● **Written request**: Return each entry exactly, with none missing.

● **Extracted information**:
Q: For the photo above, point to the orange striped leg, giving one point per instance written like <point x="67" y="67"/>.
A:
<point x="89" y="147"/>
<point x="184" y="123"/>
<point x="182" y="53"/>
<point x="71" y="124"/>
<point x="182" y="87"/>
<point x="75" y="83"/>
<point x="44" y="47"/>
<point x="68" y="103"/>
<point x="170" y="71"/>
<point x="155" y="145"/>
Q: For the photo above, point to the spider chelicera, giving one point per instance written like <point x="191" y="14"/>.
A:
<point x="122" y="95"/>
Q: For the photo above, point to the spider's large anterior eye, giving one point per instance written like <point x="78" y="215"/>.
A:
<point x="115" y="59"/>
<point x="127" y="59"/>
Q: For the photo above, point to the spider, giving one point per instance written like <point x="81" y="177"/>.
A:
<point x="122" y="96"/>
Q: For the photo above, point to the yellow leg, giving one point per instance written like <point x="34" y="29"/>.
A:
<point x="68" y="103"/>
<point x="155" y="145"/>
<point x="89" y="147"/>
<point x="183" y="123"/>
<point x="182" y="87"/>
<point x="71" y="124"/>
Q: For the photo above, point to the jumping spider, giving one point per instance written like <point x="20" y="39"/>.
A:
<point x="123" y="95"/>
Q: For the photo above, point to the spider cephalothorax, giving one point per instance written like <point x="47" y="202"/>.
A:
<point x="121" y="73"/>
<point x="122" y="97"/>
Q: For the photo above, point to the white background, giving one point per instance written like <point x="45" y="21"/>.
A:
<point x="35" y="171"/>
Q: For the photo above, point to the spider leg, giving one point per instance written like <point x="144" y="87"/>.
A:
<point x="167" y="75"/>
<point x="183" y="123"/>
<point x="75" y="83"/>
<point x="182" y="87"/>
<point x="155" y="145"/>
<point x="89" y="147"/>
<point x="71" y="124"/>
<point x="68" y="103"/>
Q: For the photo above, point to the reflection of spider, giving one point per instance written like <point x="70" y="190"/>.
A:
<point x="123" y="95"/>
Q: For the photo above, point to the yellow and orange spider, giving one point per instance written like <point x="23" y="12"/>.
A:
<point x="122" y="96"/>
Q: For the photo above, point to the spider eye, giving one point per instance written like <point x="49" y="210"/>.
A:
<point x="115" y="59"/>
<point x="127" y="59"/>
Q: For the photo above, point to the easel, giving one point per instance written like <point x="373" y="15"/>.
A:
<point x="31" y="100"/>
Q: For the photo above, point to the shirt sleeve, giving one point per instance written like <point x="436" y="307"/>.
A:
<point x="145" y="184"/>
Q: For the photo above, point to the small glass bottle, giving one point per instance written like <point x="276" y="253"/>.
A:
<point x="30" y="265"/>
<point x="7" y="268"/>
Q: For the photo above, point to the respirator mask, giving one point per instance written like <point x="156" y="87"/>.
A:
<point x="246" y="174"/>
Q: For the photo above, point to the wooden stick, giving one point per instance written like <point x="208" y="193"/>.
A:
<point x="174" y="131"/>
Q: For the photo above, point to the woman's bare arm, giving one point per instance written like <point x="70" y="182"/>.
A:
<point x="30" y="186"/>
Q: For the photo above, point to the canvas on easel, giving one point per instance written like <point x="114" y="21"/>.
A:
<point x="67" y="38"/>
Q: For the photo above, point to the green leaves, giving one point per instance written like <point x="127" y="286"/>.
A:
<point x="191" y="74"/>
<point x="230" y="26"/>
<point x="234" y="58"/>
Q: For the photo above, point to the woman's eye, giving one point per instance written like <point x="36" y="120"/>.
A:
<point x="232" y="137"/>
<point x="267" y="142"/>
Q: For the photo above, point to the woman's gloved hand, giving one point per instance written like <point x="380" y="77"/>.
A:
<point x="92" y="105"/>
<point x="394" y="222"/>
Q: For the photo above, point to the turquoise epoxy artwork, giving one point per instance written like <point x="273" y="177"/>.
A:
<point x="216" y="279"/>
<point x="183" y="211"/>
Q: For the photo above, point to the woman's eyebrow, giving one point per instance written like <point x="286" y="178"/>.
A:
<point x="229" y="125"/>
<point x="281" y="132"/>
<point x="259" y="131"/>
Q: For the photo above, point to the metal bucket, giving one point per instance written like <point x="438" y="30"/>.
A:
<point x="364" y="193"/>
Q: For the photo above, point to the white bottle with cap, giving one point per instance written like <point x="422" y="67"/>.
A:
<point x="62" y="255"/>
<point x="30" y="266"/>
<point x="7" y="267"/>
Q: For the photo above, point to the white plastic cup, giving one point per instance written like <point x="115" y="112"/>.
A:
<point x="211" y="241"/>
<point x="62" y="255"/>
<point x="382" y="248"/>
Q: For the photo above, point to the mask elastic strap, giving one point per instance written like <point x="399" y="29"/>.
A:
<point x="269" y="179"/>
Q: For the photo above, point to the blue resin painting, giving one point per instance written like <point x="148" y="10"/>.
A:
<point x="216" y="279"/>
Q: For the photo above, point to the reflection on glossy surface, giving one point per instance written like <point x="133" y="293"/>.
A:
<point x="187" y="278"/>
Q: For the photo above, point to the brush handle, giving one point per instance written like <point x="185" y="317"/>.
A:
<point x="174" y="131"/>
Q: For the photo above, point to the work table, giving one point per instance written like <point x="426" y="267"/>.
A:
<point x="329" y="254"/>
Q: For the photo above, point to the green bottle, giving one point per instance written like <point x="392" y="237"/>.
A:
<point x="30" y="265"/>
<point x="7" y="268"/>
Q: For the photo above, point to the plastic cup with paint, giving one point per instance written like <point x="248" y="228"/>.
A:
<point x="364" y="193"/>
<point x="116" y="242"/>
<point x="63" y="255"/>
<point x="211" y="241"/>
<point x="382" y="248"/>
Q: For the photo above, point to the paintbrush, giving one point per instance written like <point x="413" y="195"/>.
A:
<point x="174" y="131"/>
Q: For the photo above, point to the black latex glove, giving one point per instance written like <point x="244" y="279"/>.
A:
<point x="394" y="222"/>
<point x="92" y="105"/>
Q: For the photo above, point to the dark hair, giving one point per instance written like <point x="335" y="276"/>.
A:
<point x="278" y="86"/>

● **Output**:
Q: For the photo above, point to the orange striped leg, giving one point per instance written like <point x="67" y="67"/>.
A:
<point x="89" y="147"/>
<point x="184" y="123"/>
<point x="182" y="53"/>
<point x="71" y="124"/>
<point x="182" y="87"/>
<point x="75" y="83"/>
<point x="44" y="47"/>
<point x="68" y="103"/>
<point x="170" y="71"/>
<point x="155" y="145"/>
Q: For the photo above, point to the spider chelicera, giving one point per instance written like <point x="191" y="14"/>.
A:
<point x="122" y="95"/>
Q: For the photo above, point to the spider's large anterior eye, giving one point per instance written like <point x="78" y="215"/>.
A:
<point x="115" y="59"/>
<point x="127" y="59"/>
Q: For the photo above, point to the spider, giving one point per instance written like <point x="81" y="177"/>.
A:
<point x="122" y="96"/>
Q: For the photo above, point to the yellow leg, giving one point per instance written like <point x="34" y="29"/>.
A:
<point x="68" y="103"/>
<point x="155" y="145"/>
<point x="89" y="147"/>
<point x="183" y="123"/>
<point x="182" y="87"/>
<point x="71" y="124"/>
Q: For the photo above, point to the jumping spider, giving one point per instance written like <point x="20" y="39"/>.
A:
<point x="123" y="95"/>
Q: For the photo above, point to the spider cephalothorax, giving one point per instance written like <point x="47" y="202"/>.
A:
<point x="121" y="73"/>
<point x="122" y="97"/>
Q: For the photo above, point to the white background, giving one point per instance written like <point x="45" y="21"/>.
A:
<point x="35" y="171"/>
Q: For the photo above, point to the spider leg, giving one point per instance written like <point x="144" y="87"/>.
A:
<point x="167" y="75"/>
<point x="183" y="123"/>
<point x="75" y="83"/>
<point x="182" y="87"/>
<point x="155" y="145"/>
<point x="89" y="147"/>
<point x="71" y="124"/>
<point x="68" y="103"/>
Q: For the photo above, point to the reflection of spider, giving one point per instance written like <point x="70" y="190"/>.
A:
<point x="123" y="95"/>
Q: For the photo above, point to the yellow and orange spider, giving one point per instance written like <point x="23" y="12"/>.
A:
<point x="122" y="96"/>
Q: For the photo above, point to the spider eye, giving one point per instance written like <point x="49" y="210"/>.
A:
<point x="115" y="59"/>
<point x="127" y="59"/>
Q: For the photo above, point to the easel, giving one point per instance written like <point x="373" y="15"/>.
A:
<point x="31" y="100"/>
Q: For the photo above, point to the shirt sleeve, giving one point per instance written like <point x="436" y="307"/>.
A:
<point x="145" y="184"/>
Q: For the photo above, point to the small glass bottle, giving one point per instance written like <point x="276" y="253"/>.
A:
<point x="30" y="265"/>
<point x="7" y="268"/>
Q: For the photo above, point to the respirator mask, giving one point per instance written like <point x="156" y="87"/>.
A:
<point x="246" y="174"/>
Q: For the photo above, point to the wooden stick, giving one point per instance written like <point x="208" y="193"/>.
A:
<point x="174" y="131"/>
Q: For the photo above, point to the woman's bare arm, giving one point per instance written like <point x="70" y="182"/>.
A:
<point x="30" y="186"/>
Q: For the photo above, point to the canvas on easel, giving one point per instance written like <point x="114" y="21"/>.
A:
<point x="67" y="38"/>
Q: For the photo above, point to the green leaves, giving one point per instance written like <point x="127" y="286"/>.
A:
<point x="191" y="74"/>
<point x="230" y="26"/>
<point x="234" y="58"/>
Q: For the photo above, point to the woman's eye, giving one point per instance written like <point x="36" y="120"/>.
A:
<point x="232" y="137"/>
<point x="267" y="142"/>
Q: For the photo above, point to the woman's gloved hand, giving one point per instance written like <point x="380" y="77"/>.
A:
<point x="92" y="105"/>
<point x="394" y="222"/>
Q: For the photo above, point to the turquoise epoxy artwork, giving one point per instance written like <point x="273" y="177"/>.
A:
<point x="216" y="279"/>
<point x="183" y="211"/>
Q: For the photo above, point to the woman's eyebrow, giving one point per instance written like <point x="286" y="178"/>.
A:
<point x="229" y="125"/>
<point x="281" y="132"/>
<point x="259" y="131"/>
Q: For the photo above, point to the metal bucket, giving one point per instance written like <point x="438" y="30"/>.
A:
<point x="364" y="193"/>
Q: For the photo above, point to the white bottle with cap, giving one point per instance written like <point x="422" y="67"/>.
A:
<point x="62" y="255"/>
<point x="30" y="266"/>
<point x="7" y="267"/>
Q: For the photo above, point to the white plastic cup, giving one point per instance written like <point x="115" y="112"/>.
A:
<point x="211" y="241"/>
<point x="62" y="255"/>
<point x="382" y="248"/>
Q: For the photo above, point to the mask elastic strap, giving one point per instance written like <point x="399" y="29"/>.
A:
<point x="269" y="179"/>
Q: For the photo above, point to the blue resin painting, giving one point per instance written like <point x="148" y="10"/>.
A:
<point x="216" y="279"/>
Q: For the photo above, point to the reflection on glossy surface, giving one point per instance written like <point x="133" y="293"/>.
A:
<point x="187" y="278"/>
Q: For the photo above, point to the brush handle, giving one point per instance written like <point x="185" y="317"/>.
A:
<point x="174" y="131"/>
Q: For the photo above, point to the work table, giving one point per instance written like <point x="426" y="267"/>.
A:
<point x="329" y="254"/>
Q: For the photo above, point to the green bottle, giving one point per instance written like <point x="392" y="237"/>.
A:
<point x="30" y="265"/>
<point x="7" y="268"/>
Q: For the photo above, point to the plastic cup with paint, giving one point per instance written like <point x="248" y="228"/>.
A:
<point x="364" y="193"/>
<point x="116" y="242"/>
<point x="63" y="255"/>
<point x="211" y="241"/>
<point x="382" y="248"/>
Q: For the photo above, point to the paintbrush, giving one point per instance written like <point x="413" y="195"/>.
A:
<point x="174" y="131"/>
Q: For the photo above, point to the black latex glove, giving one point per instance written like <point x="244" y="279"/>.
A:
<point x="394" y="222"/>
<point x="92" y="105"/>
Q: For the photo above, point to the dark hair, giving one point per instance written like <point x="335" y="276"/>.
A:
<point x="278" y="86"/>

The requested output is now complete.